# AVAILABLE DATA:
((

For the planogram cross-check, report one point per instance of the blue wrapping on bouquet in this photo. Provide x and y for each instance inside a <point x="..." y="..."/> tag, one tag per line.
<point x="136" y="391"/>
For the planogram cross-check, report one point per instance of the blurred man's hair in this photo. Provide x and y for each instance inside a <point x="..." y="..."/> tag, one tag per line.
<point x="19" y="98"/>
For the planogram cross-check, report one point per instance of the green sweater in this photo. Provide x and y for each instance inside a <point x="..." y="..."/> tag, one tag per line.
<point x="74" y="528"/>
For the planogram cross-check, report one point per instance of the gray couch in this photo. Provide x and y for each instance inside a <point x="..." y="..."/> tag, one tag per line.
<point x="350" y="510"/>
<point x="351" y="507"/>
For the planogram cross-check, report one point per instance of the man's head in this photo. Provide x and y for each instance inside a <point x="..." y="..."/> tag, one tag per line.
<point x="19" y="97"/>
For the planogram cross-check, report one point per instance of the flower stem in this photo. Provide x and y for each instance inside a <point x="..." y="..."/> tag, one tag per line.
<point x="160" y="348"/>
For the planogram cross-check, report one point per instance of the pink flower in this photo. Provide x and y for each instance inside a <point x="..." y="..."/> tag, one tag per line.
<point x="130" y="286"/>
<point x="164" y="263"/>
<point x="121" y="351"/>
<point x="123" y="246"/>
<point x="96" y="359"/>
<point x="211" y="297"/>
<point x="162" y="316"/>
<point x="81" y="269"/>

))

# EXERCISE:
Each line of the listing is to be printed again, unchanged.

# ANSWER BELOW:
For the planogram cross-check, report one point per instance of the blue wrapping on bouquet in this photo. Provide x and y for each instance inside a <point x="..." y="..."/> tag, one tag per line.
<point x="136" y="391"/>
For the planogram cross-check, report one point per instance of the blurred man's hair in this photo. Provide x and y for each instance inside a <point x="..." y="..."/> tag, one tag per line.
<point x="19" y="98"/>
For the planogram cross-check, report one point per instance of the green sweater in this photo. Provide x and y for each instance inside a <point x="..." y="..."/> tag, one tag per line.
<point x="74" y="528"/>
For the planogram cross-check, report one point per instance of the gray couch in this photo. Provide x and y for each instance inside a <point x="..." y="..."/> tag, one tag per line.
<point x="350" y="510"/>
<point x="351" y="507"/>
For the planogram cross-check, report one point per instance of the man's head in this photo. Provide x and y for each instance inside a <point x="..." y="..."/> tag, one tag per line.
<point x="19" y="97"/>
For the planogram cross-check, report one point per instance of the flower stem in this photo. Provide x and y for each instance inside a <point x="..." y="..."/> tag, one tag per line.
<point x="160" y="348"/>
For the planogram cross-check, report one point per instance of the pink flower in this photo. Provide x and y for each instance inside a <point x="..." y="..."/> tag, one tag per line.
<point x="130" y="286"/>
<point x="164" y="263"/>
<point x="121" y="351"/>
<point x="123" y="246"/>
<point x="96" y="359"/>
<point x="211" y="297"/>
<point x="162" y="316"/>
<point x="81" y="269"/>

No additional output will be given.